■ SOURCE EXCERPT ■
Status/Non-Status – Big Changes [Streaming]

Today Status/Non-Status, dropped their album Big Changes via You’ve Changed Records.
As the title suggests, the record marks a bit of a departure from the band’s previously heavy, loud rock sound, leaning instead toward a more atmospheric approach.
Despite this shift in tone, the album still maintains the band’s signature intensity, delivering powerful songs that carry the same political weight and emotional depth fans have come to expect.

About the album by Adam:
Big Changes comes from living through what Sturgeon describes as “a war on people and their ways of being” while engaging in the everyday domesticity of dropping the kids off at daycare, heading into work, doing chores around the house, and figuring out how to survive “what is beginning to feel like a real apocalypse.”
Inspired by his in-the-moment work with OMBIIGIZI, and with over 40 rough song ideas on hand, Sturgeon recruited Dean Nelson (Beck, Thurston Moore, Stephen Malkmus & the Jicks) and Matthew Wiewel (of Deadpan Studios and engineer of Status/Non-Status’ previous album, Surely Travel) to build a home studio in the old church he lives in with his family in London, Ontario.
Everything on Big Changes “Is centralized around our Monday morning recording sessions,” he says, “and this routine of caring for my young family in a disintegrating and tough city.”

For Sturgeon, Big Changes also reflects his lifelong dialogue with duality, a dichotomy “…felt through the contrast of being a mixed person,” who sees “racism perpetuated against people more visible than myself, while also not feeling like I’m Indian enough.”
The record tussles with that uneasy and impossible balance of simultaneously walking in two worlds with conflicting values.
It’s less a statement of intent than a lived reflection, one that acknowledges tension without resolving it.
“I don’t feel conflicted about where I stand, but I’m not sure I’m always seen,” Sturgeon says, adding that, “[on Sewn Back Together, OMBIIGIZI] found balance in the dichotomy of being damaged and using it as a tool to move forward.
Big Changes, however, is foreboding and inquisitive about what is to come.”

The song “Big Changes” brings these big ideas and concepts down to street level, reflecting the daily realities of life just outside Sturgeon’s own front door.
“This song is about my hood, where I live and raise my family and what I see when I walk out the door,” he says, describing a neighbourhood “mired by gaps in the system” and burdened by housing crises, addiction, and lateral violence.

■ GIVEN TASK A ■
Retype the stretch of the album write-up from "For Sturgeon, Big" through "without resolving it.".
The listing that comes next is unrelated to the album write-up.

■ SUPPLIED INFORMATION ■
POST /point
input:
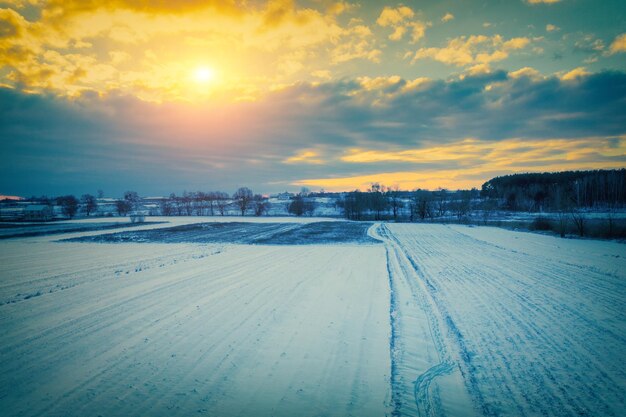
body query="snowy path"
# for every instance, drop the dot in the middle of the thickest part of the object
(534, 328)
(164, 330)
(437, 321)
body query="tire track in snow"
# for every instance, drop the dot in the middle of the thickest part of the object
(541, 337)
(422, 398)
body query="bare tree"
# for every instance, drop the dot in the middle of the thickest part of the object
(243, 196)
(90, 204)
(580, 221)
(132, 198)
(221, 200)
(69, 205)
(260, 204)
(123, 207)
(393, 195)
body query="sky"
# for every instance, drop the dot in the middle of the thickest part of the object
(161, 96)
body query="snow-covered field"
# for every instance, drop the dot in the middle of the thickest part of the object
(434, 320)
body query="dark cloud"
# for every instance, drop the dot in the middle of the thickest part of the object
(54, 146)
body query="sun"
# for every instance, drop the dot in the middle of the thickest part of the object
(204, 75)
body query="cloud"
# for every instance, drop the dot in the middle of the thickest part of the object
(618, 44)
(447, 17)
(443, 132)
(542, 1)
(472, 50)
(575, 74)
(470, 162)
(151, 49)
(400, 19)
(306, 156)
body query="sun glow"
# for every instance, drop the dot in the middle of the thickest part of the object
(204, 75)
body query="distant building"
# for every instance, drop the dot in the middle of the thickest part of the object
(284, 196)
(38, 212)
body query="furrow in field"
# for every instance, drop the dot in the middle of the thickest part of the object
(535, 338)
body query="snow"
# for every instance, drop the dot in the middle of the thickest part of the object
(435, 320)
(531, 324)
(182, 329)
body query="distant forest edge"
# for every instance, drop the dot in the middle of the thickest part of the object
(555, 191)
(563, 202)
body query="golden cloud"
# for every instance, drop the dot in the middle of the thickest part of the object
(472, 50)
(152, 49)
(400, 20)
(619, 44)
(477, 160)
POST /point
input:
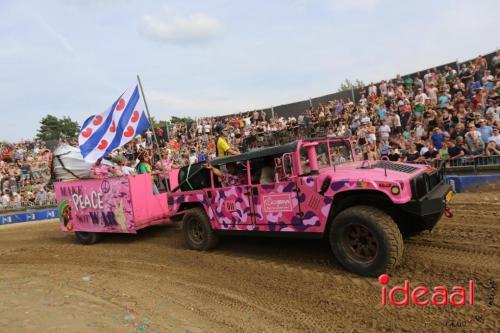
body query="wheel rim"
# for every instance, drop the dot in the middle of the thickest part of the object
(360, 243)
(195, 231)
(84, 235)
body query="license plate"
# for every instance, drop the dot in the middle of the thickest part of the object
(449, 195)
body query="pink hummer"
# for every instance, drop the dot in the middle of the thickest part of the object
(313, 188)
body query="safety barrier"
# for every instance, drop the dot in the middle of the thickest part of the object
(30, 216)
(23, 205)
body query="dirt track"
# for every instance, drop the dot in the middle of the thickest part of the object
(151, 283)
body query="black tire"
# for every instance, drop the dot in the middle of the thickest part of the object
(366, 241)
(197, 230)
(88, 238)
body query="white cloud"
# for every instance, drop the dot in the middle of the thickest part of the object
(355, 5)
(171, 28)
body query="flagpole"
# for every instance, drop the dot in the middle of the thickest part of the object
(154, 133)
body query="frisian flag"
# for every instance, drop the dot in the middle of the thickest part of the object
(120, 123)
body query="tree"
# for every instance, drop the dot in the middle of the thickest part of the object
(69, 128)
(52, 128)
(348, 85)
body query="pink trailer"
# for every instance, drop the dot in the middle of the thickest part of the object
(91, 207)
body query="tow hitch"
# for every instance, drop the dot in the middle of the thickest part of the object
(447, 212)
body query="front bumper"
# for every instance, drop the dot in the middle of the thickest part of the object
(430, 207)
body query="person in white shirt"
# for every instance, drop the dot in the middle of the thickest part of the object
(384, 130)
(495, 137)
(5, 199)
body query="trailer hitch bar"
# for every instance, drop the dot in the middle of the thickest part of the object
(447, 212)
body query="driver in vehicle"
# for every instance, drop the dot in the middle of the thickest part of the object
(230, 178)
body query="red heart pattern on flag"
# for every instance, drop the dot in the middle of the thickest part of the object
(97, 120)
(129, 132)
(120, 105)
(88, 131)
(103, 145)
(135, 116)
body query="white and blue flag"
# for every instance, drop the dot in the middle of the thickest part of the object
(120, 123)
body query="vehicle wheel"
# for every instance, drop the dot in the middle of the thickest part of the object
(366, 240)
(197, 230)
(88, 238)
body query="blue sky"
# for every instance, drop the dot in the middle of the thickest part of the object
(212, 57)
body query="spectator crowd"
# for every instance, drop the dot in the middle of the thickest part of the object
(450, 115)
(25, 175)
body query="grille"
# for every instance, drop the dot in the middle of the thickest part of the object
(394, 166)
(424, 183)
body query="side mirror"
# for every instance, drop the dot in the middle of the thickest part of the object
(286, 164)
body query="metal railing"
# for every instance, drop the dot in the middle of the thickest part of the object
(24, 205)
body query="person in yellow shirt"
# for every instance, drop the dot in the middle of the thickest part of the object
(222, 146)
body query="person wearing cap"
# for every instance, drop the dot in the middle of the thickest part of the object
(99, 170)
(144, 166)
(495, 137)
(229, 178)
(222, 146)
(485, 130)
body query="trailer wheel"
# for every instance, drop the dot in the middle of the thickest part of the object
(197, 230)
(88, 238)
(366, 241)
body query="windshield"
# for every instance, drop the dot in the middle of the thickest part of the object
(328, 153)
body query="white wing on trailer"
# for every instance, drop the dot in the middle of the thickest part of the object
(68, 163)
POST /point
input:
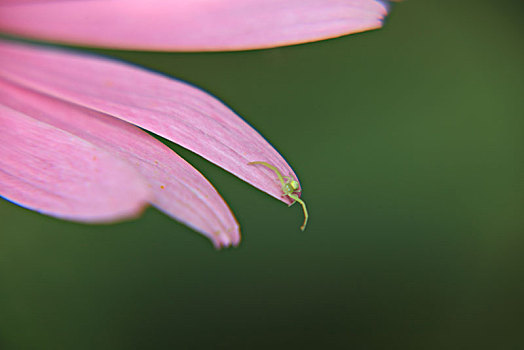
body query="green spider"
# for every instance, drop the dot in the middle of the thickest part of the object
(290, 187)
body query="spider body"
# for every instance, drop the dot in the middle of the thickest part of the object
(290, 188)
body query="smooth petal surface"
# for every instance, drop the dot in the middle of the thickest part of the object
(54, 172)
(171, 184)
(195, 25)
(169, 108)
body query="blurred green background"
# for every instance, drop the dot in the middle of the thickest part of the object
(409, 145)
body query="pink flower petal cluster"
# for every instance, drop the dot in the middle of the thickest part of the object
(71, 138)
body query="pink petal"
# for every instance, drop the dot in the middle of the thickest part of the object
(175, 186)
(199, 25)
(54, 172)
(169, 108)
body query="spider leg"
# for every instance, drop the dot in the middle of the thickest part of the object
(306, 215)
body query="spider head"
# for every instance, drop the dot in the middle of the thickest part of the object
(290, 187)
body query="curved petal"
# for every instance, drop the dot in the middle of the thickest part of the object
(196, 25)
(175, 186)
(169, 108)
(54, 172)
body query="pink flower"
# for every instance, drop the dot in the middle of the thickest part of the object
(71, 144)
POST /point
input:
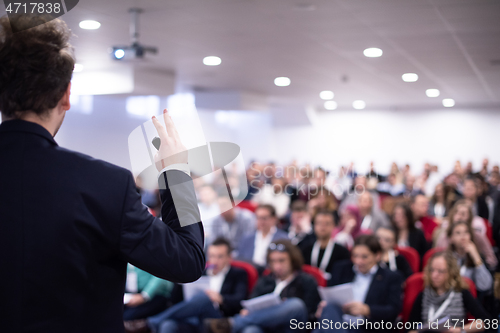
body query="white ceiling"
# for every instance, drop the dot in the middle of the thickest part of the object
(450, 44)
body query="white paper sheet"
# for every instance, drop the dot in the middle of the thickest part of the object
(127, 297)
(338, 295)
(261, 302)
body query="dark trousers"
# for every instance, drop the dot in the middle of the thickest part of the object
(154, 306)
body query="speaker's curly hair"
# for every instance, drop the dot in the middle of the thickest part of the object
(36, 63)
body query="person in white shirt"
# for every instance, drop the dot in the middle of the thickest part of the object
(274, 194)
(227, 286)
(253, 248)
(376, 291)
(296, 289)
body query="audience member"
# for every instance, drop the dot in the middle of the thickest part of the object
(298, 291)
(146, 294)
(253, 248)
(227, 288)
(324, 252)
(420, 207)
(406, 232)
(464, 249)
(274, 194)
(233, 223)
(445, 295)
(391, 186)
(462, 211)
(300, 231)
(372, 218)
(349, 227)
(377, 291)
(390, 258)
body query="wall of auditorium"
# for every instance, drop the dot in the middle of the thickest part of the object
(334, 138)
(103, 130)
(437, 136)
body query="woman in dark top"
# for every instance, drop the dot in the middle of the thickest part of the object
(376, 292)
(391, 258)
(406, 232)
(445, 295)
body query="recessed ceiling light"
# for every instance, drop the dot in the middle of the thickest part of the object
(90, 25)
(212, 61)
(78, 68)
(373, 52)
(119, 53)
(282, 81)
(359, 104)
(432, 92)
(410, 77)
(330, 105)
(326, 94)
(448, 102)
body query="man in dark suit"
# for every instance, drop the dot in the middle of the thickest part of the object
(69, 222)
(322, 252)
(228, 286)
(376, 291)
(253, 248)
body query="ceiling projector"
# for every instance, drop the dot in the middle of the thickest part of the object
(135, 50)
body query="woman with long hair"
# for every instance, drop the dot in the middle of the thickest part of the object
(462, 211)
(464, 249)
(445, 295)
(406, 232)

■ GIVEN TASK B ■
Pull out each line of the listing that contains the word "dark".

■ FULL OUTPUT A ■
For Sturgeon, Big Changes also reflects his lifelong dialogue with duality, a dichotomy “…felt through the contrast of being a mixed person,” who sees “racism perpetuated against people more visible than myself, while also not feeling like I’m Indian enough.”
The record tussles with that uneasy and impossible balance of simultaneously walking in two worlds with conflicting values.
It’s less a statement of intent than a lived reflection, one that acknowledges tension without resolving it.

■ FULL OUTPUT B ■
body query="dark cloud"
body query="dark trousers"
body query="woman in dark top"
body query="man in dark suit"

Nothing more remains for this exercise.